EXERCISE AIM
The pictures do not go in the copy. Reproduce the rest of the entries exactly.

Data excerpts
◇ ◇ ◇ ◇ ◇

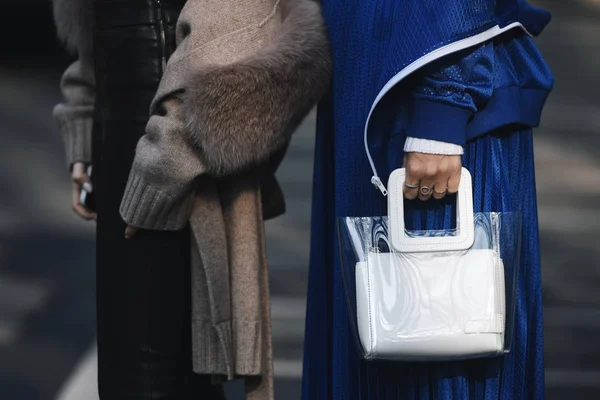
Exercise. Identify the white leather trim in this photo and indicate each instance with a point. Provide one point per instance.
(403, 243)
(426, 59)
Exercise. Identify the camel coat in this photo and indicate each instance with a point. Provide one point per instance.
(243, 76)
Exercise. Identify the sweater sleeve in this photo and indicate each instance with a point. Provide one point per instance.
(449, 92)
(75, 114)
(229, 97)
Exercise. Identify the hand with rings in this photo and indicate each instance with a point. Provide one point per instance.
(431, 175)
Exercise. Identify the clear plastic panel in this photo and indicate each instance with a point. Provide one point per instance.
(431, 306)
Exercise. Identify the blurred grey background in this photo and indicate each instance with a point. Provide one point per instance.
(47, 294)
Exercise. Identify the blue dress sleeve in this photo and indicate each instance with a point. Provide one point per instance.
(447, 93)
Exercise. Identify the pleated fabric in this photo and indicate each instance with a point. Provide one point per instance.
(502, 167)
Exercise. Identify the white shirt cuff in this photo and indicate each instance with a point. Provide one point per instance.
(427, 146)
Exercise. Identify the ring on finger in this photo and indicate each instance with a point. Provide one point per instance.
(425, 190)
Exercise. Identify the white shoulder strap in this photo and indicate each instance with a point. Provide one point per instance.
(421, 62)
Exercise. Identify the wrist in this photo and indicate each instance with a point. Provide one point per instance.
(428, 146)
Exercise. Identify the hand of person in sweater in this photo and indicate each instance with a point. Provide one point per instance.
(438, 172)
(80, 179)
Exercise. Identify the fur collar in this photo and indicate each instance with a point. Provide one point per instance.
(241, 113)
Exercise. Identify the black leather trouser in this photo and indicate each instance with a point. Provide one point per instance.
(143, 284)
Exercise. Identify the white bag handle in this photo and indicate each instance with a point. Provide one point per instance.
(403, 243)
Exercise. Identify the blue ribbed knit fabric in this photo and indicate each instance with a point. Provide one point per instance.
(367, 51)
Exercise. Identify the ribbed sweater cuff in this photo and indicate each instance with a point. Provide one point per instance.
(77, 137)
(438, 121)
(148, 207)
(428, 146)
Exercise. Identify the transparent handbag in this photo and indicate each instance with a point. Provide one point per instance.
(431, 295)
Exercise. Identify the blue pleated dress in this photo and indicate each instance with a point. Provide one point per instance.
(501, 160)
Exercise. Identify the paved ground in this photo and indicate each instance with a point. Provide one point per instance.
(46, 254)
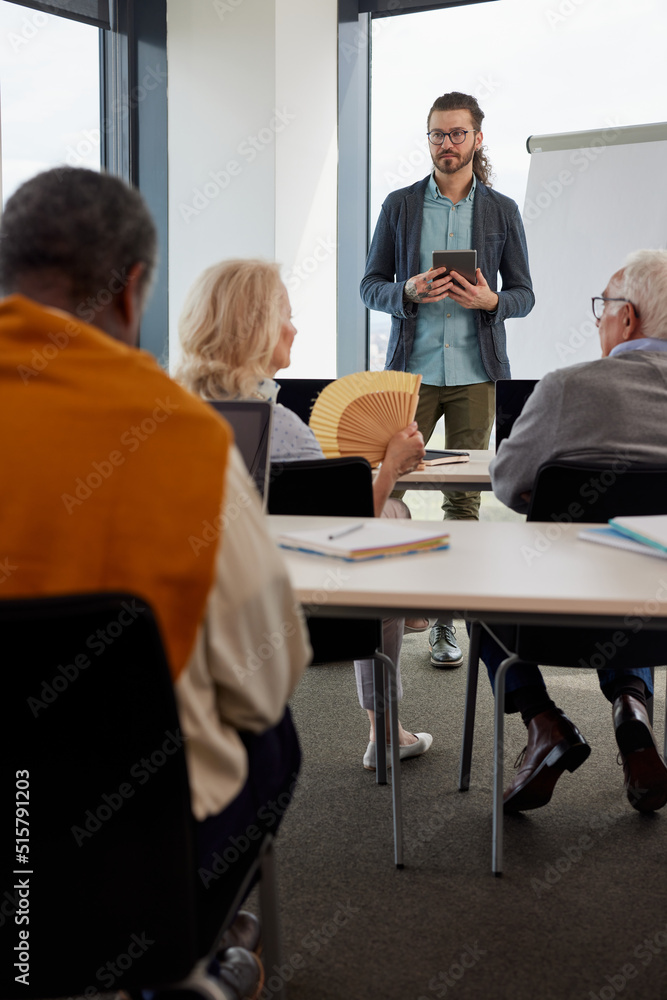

◇ ◇ ◇ ◇ ◇

RESULT OF THE EXERCISE
Exercise. Identify the white leather trim in this photo and indicate each instance with a point. Provide one point per instance.
(403, 243)
(426, 59)
Exercise. Identify the camel coat in this photo and indicate each instance with a point. Provide one point per instance.
(243, 76)
Exercise. Identify the sweater sleeve in this photo and indicate each instance with a point. Provide one point per instance.
(449, 92)
(75, 114)
(229, 97)
Exercise. Identify the hand with rings in this photo and indicate each instance with a point. Provide one point per instance.
(431, 175)
Exercise. Identify the clear plastic panel in this photo and indicate each instance with a point. Provide one point per instance.
(431, 306)
Exercise. Identify the blurred grey background in this photo and indicate each instance with a point. Provide one point per instance.
(47, 294)
Exercise. Identify the blue dress sleeve in this photo and indicate each instance with a point. Provide one point per instance.
(447, 93)
Exercise. Identify the pleated fabric in this photo and indicate each instance with a point. Provide one point per instance.
(502, 167)
Exercise. Identify the white shirt cuff in this photo and indicate each instance with a point. Provide one point per instance.
(427, 146)
Exercise. Identify the ring on finger in this photo and indicate each instance with a point. Provide one point per instance.
(425, 190)
Exercise. Identify the white shoulder strap in this photo and indicate each instance with a point. Provide one point per instance.
(421, 62)
Exercise. Identify the wrist in this photo and indicate each instance with a point. Provide one point per instance.
(428, 146)
Exercise. Identify the hand of person in sweater in this photo and indicate each instance with a point. Provide one point per instance.
(438, 172)
(80, 179)
Exercise. Identify the fur collar in this photo and indicate each instance with a point. Provide one point per instance.
(241, 113)
Exercise. Identify the black leather trouser in this photo and indicate each instance with a point. Provide one point per instance.
(143, 284)
Exercise. Identify the white bag handle in this photo and indicate each instance with a point. Provide one point per instance.
(403, 243)
Exercise. Identify the blue ribbed knit fabric in this photo and indicate each instance with a point. Provide one point per instance.
(367, 51)
Exercise. Identify the ribbed sweater cuff in this photo and indicate each instance with a point. Provide one point per instance.
(77, 137)
(438, 121)
(148, 207)
(428, 146)
Exercise. Identify the transparent handbag in this photo and indicate each instance with a point. Provide one point per instance.
(431, 295)
Exercise. Identify the blue pleated dress in this photo and indicate each instance with a point. Provide one point per instance.
(501, 160)
Exercise. Identify the paved ground in this photo and indicate each instance with a point. Provide one point per instance.
(46, 254)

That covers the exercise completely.